>> Start DATA PROVIDED
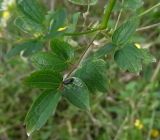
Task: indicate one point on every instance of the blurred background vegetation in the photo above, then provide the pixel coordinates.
(130, 110)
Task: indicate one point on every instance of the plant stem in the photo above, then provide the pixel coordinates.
(104, 23)
(82, 57)
(82, 33)
(107, 14)
(148, 27)
(150, 9)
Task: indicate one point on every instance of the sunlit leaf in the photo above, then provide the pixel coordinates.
(43, 107)
(44, 79)
(124, 32)
(44, 60)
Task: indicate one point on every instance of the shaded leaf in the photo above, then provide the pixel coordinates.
(93, 73)
(44, 60)
(84, 2)
(105, 50)
(57, 21)
(31, 9)
(72, 26)
(28, 26)
(131, 58)
(62, 49)
(44, 79)
(43, 107)
(124, 32)
(77, 93)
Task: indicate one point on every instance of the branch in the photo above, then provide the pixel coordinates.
(148, 27)
(107, 14)
(150, 9)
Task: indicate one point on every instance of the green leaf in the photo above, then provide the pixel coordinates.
(62, 49)
(44, 60)
(28, 47)
(43, 107)
(124, 32)
(28, 26)
(77, 93)
(72, 26)
(31, 9)
(44, 79)
(133, 4)
(105, 50)
(57, 21)
(93, 73)
(131, 58)
(84, 2)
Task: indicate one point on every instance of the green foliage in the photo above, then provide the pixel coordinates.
(93, 73)
(44, 79)
(84, 2)
(27, 47)
(131, 58)
(44, 60)
(57, 73)
(43, 107)
(125, 31)
(31, 9)
(133, 4)
(57, 21)
(105, 50)
(77, 93)
(62, 49)
(28, 26)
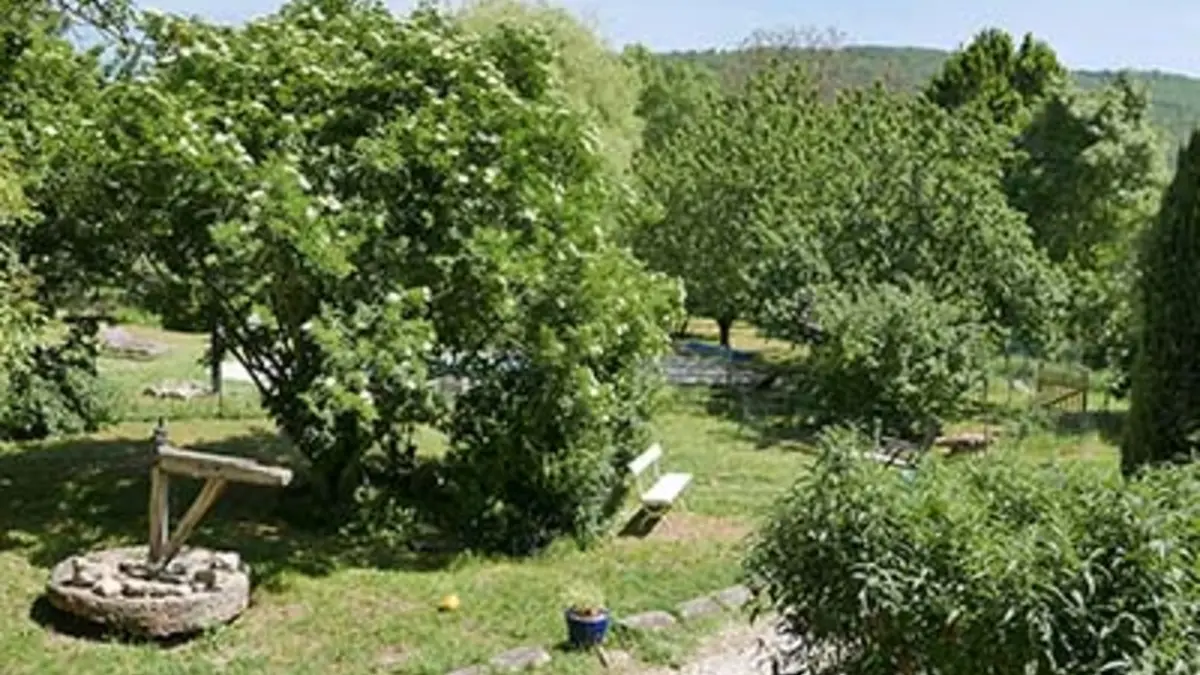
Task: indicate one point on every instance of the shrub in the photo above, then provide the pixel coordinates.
(901, 357)
(982, 567)
(55, 389)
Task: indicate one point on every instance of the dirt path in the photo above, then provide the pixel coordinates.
(738, 650)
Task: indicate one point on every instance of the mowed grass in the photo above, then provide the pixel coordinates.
(181, 362)
(323, 604)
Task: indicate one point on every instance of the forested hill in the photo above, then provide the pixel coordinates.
(1175, 97)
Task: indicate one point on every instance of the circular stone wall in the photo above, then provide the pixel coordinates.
(199, 589)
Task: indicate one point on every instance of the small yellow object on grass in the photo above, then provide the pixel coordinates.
(449, 603)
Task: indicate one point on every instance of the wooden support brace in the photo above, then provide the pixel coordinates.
(204, 501)
(215, 470)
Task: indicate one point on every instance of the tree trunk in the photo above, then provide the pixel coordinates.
(725, 324)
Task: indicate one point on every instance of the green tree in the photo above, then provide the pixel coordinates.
(46, 85)
(898, 191)
(997, 77)
(370, 203)
(1164, 417)
(673, 94)
(1089, 179)
(714, 180)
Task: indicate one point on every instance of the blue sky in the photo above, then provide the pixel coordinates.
(1096, 34)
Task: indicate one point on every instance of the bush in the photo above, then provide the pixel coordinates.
(426, 195)
(901, 357)
(1164, 412)
(984, 567)
(55, 390)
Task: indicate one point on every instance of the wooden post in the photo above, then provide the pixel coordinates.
(160, 499)
(160, 512)
(1087, 384)
(216, 346)
(215, 470)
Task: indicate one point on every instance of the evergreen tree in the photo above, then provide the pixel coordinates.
(1165, 411)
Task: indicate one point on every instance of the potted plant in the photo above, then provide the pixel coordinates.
(587, 617)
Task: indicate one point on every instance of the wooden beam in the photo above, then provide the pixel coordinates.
(203, 502)
(207, 465)
(160, 512)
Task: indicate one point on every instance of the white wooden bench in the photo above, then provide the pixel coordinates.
(666, 488)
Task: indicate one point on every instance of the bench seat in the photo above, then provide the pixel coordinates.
(665, 490)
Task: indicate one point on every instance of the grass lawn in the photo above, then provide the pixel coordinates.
(322, 605)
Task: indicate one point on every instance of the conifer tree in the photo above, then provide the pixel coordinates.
(1164, 420)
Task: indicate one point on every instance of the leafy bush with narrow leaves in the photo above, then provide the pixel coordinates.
(984, 567)
(901, 357)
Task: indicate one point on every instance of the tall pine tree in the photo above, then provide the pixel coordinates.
(1164, 420)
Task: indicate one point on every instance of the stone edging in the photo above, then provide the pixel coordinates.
(528, 657)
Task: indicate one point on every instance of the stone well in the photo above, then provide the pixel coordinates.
(198, 589)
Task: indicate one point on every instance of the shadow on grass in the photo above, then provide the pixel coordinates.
(1109, 424)
(641, 525)
(69, 497)
(769, 417)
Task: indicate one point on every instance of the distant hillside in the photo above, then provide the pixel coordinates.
(1175, 99)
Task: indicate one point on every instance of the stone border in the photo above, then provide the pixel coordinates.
(529, 657)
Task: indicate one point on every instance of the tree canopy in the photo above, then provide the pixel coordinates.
(367, 203)
(1164, 416)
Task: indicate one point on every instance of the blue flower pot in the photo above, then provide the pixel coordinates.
(586, 632)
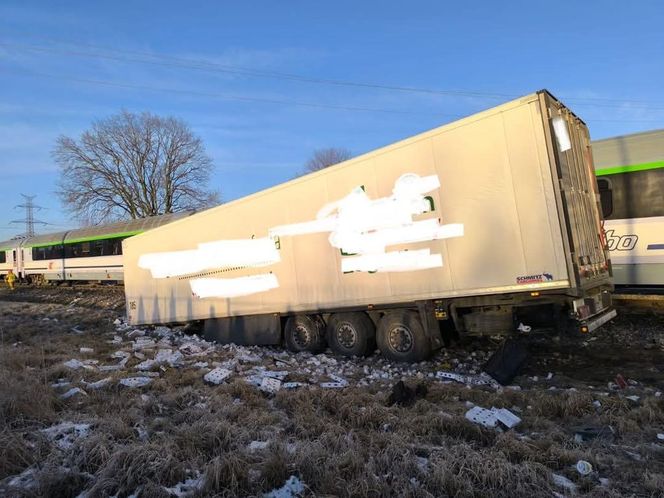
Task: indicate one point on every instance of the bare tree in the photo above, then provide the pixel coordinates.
(322, 158)
(132, 166)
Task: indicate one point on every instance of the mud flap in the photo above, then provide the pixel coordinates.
(244, 330)
(507, 361)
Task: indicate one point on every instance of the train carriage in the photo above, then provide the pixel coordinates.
(85, 254)
(630, 177)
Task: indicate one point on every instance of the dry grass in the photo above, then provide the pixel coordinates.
(339, 442)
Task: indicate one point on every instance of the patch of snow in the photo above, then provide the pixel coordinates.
(73, 392)
(64, 435)
(25, 480)
(293, 488)
(257, 445)
(563, 482)
(188, 487)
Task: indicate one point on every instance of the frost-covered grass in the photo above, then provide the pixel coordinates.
(179, 435)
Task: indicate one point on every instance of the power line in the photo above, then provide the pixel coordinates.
(178, 62)
(222, 96)
(29, 220)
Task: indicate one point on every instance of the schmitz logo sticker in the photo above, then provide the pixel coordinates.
(533, 279)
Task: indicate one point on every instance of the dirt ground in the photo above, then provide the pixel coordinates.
(73, 428)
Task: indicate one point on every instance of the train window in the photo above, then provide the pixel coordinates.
(637, 194)
(46, 252)
(605, 196)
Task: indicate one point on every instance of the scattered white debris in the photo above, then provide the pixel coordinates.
(188, 487)
(483, 379)
(524, 328)
(143, 343)
(98, 384)
(280, 375)
(257, 445)
(217, 376)
(293, 488)
(168, 356)
(64, 435)
(270, 385)
(146, 365)
(563, 482)
(584, 467)
(339, 382)
(76, 364)
(163, 331)
(135, 381)
(73, 392)
(491, 418)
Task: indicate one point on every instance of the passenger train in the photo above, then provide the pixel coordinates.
(630, 177)
(88, 254)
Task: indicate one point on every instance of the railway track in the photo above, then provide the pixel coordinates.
(639, 298)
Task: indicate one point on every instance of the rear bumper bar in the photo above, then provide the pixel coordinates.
(598, 320)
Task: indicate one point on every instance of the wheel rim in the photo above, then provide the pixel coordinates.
(346, 335)
(301, 336)
(401, 339)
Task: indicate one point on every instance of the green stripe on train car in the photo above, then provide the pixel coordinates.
(89, 239)
(629, 168)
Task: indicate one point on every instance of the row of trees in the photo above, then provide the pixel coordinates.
(137, 165)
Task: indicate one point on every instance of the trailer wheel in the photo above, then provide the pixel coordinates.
(401, 337)
(351, 334)
(304, 333)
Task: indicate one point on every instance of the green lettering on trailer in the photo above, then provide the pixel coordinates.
(88, 239)
(630, 168)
>> End DATA PROVIDED
**GIVEN PROBLEM:**
Render every line above as a Markdown table with the columns Row and Line, numbering the rows in order and skipping blank lines. Leave the pictures out of the table.

**RESPONSE:**
| Row | Line |
|---|---|
| 1 | Task: indicate one point on every instance of the blurred background vegetation in the photo above, then provide the pixel coordinates. |
| 2 | (130, 110) |
| 3 | Task: indicate one point on every instance of the plant stem in the photo above, then provide the pixel coordinates. |
| 4 | (104, 23) |
| 5 | (82, 57) |
| 6 | (82, 33) |
| 7 | (107, 14) |
| 8 | (148, 27) |
| 9 | (150, 9) |
| 10 | Task: indicate one point on every instance of the sunlit leaf in the photo above, then provide the pixel coordinates. |
| 11 | (43, 107) |
| 12 | (44, 79) |
| 13 | (124, 32) |
| 14 | (44, 60) |
| 15 | Task: indicate one point on every instance of the shaded leaf in the photo above, then provide the pixel coordinates. |
| 16 | (93, 73) |
| 17 | (44, 60) |
| 18 | (84, 2) |
| 19 | (105, 50) |
| 20 | (57, 21) |
| 21 | (31, 9) |
| 22 | (72, 26) |
| 23 | (28, 26) |
| 24 | (131, 58) |
| 25 | (62, 49) |
| 26 | (44, 79) |
| 27 | (43, 107) |
| 28 | (124, 32) |
| 29 | (77, 93) |
| 30 | Task: indicate one point on every instance of the branch in the photo above, then provide the pixel coordinates. |
| 31 | (148, 27) |
| 32 | (107, 14) |
| 33 | (150, 9) |
| 34 | Task: indicate one point on every instance of the green leaf in the photo above, then provide the pixel coordinates. |
| 35 | (62, 49) |
| 36 | (44, 60) |
| 37 | (28, 47) |
| 38 | (43, 107) |
| 39 | (124, 32) |
| 40 | (28, 26) |
| 41 | (77, 93) |
| 42 | (72, 26) |
| 43 | (31, 9) |
| 44 | (44, 79) |
| 45 | (133, 4) |
| 46 | (105, 50) |
| 47 | (57, 21) |
| 48 | (93, 73) |
| 49 | (131, 58) |
| 50 | (84, 2) |
| 51 | Task: indicate one point on every instance of the green foliage in the photo above, then provide the pixel coordinates. |
| 52 | (93, 73) |
| 53 | (44, 79) |
| 54 | (84, 2) |
| 55 | (27, 47) |
| 56 | (131, 58) |
| 57 | (44, 60) |
| 58 | (57, 73) |
| 59 | (43, 107) |
| 60 | (125, 31) |
| 61 | (31, 9) |
| 62 | (133, 4) |
| 63 | (57, 21) |
| 64 | (105, 50) |
| 65 | (77, 93) |
| 66 | (62, 49) |
| 67 | (28, 26) |
| 68 | Task: indicate one point on every instance of the shrub in the photo above, then provide the pixel coordinates. |
| 69 | (901, 357) |
| 70 | (982, 567) |
| 71 | (55, 389) |
| 72 | Task: indicate one point on every instance of the dirt path in the photo above, then provide the pixel coordinates. |
| 73 | (738, 650) |
| 74 | Task: indicate one point on every instance of the mowed grass in the photo above, then provide the pixel coordinates. |
| 75 | (181, 362) |
| 76 | (323, 604) |
| 77 | Task: indicate one point on every instance of the forested hill in the photo above, then provide the pixel coordinates. |
| 78 | (1175, 97) |
| 79 | Task: indicate one point on every instance of the circular stone wall in the photo above, then provide the pixel coordinates. |
| 80 | (199, 589) |
| 81 | Task: indicate one point on every instance of the small yellow object on grass in the photo above, then provide the pixel coordinates. |
| 82 | (449, 603) |
| 83 | Task: indicate one point on every instance of the wooden support brace in the photo above, then provide the pixel coordinates. |
| 84 | (204, 501) |
| 85 | (215, 470) |
| 86 | Task: indicate one point on every instance of the tree trunk in the photo above, then provide the pixel coordinates. |
| 87 | (725, 324) |
| 88 | Task: indicate one point on every instance of the green tree in the photo above, then provide the pixel coordinates. |
| 89 | (46, 85) |
| 90 | (898, 191) |
| 91 | (997, 77) |
| 92 | (370, 203) |
| 93 | (1164, 417) |
| 94 | (673, 94) |
| 95 | (1089, 179) |
| 96 | (714, 180) |
| 97 | Task: indicate one point on every instance of the blue sky in the photo above, then provide the pixel coordinates. |
| 98 | (1096, 34) |
| 99 | Task: indicate one point on every instance of the bush in the photo above, then provide the pixel coordinates. |
| 100 | (426, 195) |
| 101 | (901, 357) |
| 102 | (1164, 412) |
| 103 | (984, 567) |
| 104 | (55, 390) |
| 105 | Task: indicate one point on every instance of the wooden post in the photo above, then provide the pixel coordinates. |
| 106 | (160, 499) |
| 107 | (160, 512) |
| 108 | (1087, 384) |
| 109 | (216, 346) |
| 110 | (215, 470) |
| 111 | Task: indicate one point on every instance of the evergreen tree in the photo above, then provide the pixel coordinates. |
| 112 | (1165, 411) |
| 113 | Task: indicate one point on every instance of the potted plant in the photo above, then provide the pixel coordinates. |
| 114 | (587, 617) |
| 115 | Task: indicate one point on every instance of the wooden beam in the photo above, then provide the pixel coordinates. |
| 116 | (203, 502) |
| 117 | (207, 465) |
| 118 | (160, 512) |
| 119 | Task: indicate one point on every instance of the white wooden bench in the photo above, then provide the pixel coordinates. |
| 120 | (666, 488) |
| 121 | Task: indicate one point on every instance of the bench seat in the photo above, then provide the pixel coordinates. |
| 122 | (665, 490) |
| 123 | Task: indicate one point on every instance of the grass lawn in the photo above, then provide the pixel coordinates. |
| 124 | (322, 605) |
| 125 | Task: indicate one point on every instance of the conifer tree in the photo above, then provide the pixel coordinates. |
| 126 | (1164, 420) |
| 127 | Task: indicate one point on every instance of the leafy bush with narrow leaves in the photo above, then provide the pixel coordinates. |
| 128 | (984, 567) |
| 129 | (901, 357) |
| 130 | Task: indicate one point on every instance of the tall pine tree in the photo above, then provide the pixel coordinates. |
| 131 | (1164, 420) |
| 132 | Task: indicate one point on every instance of the stone edging in the photo above, then provide the pixel coordinates. |
| 133 | (528, 657) |
| 134 | Task: indicate one point on every instance of the stone well in the photo above, then provide the pixel coordinates. |
| 135 | (198, 589) |
| 136 | Task: indicate one point on every instance of the shadow on grass in the photo above, then provide the pixel coordinates. |
| 137 | (1109, 424) |
| 138 | (641, 525) |
| 139 | (69, 497) |
| 140 | (769, 417) |
| 141 | Task: indicate one point on every instance of the distant hillside in the photo above, then provide the pixel coordinates. |
| 142 | (1175, 99) |
| 143 | Task: indicate one point on every instance of the stone border in the photo above, then provide the pixel coordinates. |
| 144 | (529, 657) |
| 145 | Task: indicate one point on every instance of the tree canopy in the photo above, then provide the pixel coordinates. |
| 146 | (367, 203) |
| 147 | (1164, 416) |
| 148 | Task: indicate one point on every instance of the blue flower pot in the photo above, then provide the pixel coordinates. |
| 149 | (586, 632) |
| 150 | Task: indicate one point on every instance of the bare tree in the photo above, then provide the pixel coordinates. |
| 151 | (322, 158) |
| 152 | (132, 166) |
| 153 | Task: indicate one point on every instance of the mud flap in the photo above, then provide the pixel coordinates. |
| 154 | (244, 330) |
| 155 | (507, 361) |
| 156 | Task: indicate one point on every instance of the train carriage in the photo above, then provide the pixel coordinates. |
| 157 | (85, 254) |
| 158 | (630, 177) |
| 159 | Task: indicate one point on every instance of the dry grass in the photo above, then provide the pixel coordinates. |
| 160 | (339, 442) |
| 161 | Task: indicate one point on every instance of the patch of snow in the photo above, then provide the pixel coordinates. |
| 162 | (73, 392) |
| 163 | (64, 435) |
| 164 | (25, 480) |
| 165 | (293, 488) |
| 166 | (257, 445) |
| 167 | (563, 482) |
| 168 | (188, 487) |
| 169 | Task: indicate one point on every instance of the frost-covered grass in the photo above, then provide the pixel coordinates. |
| 170 | (179, 435) |
| 171 | Task: indicate one point on every instance of the power line in the photo above, then provide the pixel coordinates. |
| 172 | (178, 62) |
| 173 | (222, 96) |
| 174 | (29, 220) |
| 175 | Task: indicate one point on every instance of the schmitz logo sticker in the photo above, then provide the pixel coordinates. |
| 176 | (533, 279) |
| 177 | Task: indicate one point on every instance of the dirt ground in the photo above, then provide the pixel coordinates. |
| 178 | (73, 428) |
| 179 | Task: indicate one point on every instance of the train window in the photo above, then provide the pixel coordinates. |
| 180 | (637, 194) |
| 181 | (46, 252) |
| 182 | (605, 196) |
| 183 | Task: indicate one point on every instance of the scattered white debris in the photo above, then provide the pixel coordinates. |
| 184 | (188, 487) |
| 185 | (483, 379) |
| 186 | (524, 328) |
| 187 | (143, 343) |
| 188 | (98, 384) |
| 189 | (280, 375) |
| 190 | (257, 445) |
| 191 | (217, 376) |
| 192 | (293, 488) |
| 193 | (168, 356) |
| 194 | (64, 435) |
| 195 | (270, 385) |
| 196 | (146, 365) |
| 197 | (563, 482) |
| 198 | (584, 467) |
| 199 | (339, 382) |
| 200 | (76, 364) |
| 201 | (163, 331) |
| 202 | (135, 381) |
| 203 | (73, 392) |
| 204 | (491, 418) |
| 205 | Task: indicate one point on every instance of the passenger train in the photo above, then provide the pixel coordinates. |
| 206 | (630, 177) |
| 207 | (88, 254) |
| 208 | Task: indicate one point on every instance of the railway track in the photo above, then provide the pixel coordinates. |
| 209 | (639, 298) |
| 210 | Task: indicate one point on every instance of the rear bumper bar in the photo above, then provide the pixel coordinates. |
| 211 | (598, 320) |
| 212 | Task: indicate one point on every instance of the wheel rim in the photo above, then provide the pixel coordinates. |
| 213 | (346, 335) |
| 214 | (301, 336) |
| 215 | (401, 339) |
| 216 | Task: indicate one point on every instance of the green stripe on train car in the photo above, then provide the pixel coordinates. |
| 217 | (89, 239) |
| 218 | (629, 168) |
| 219 | Task: indicate one point on every instance of the row of trees in the photo above, then provide the pixel coordinates. |
| 220 | (137, 165) |
| 221 | Task: indicate one point on every instance of the trailer wheel in the photo above, then provide the pixel coordinates. |
| 222 | (401, 337) |
| 223 | (351, 334) |
| 224 | (304, 333) |
| 225 | Task: indicate one point on every instance of the green lettering on trailer in the photo above, then provide the pixel coordinates. |
| 226 | (88, 239) |
| 227 | (630, 168) |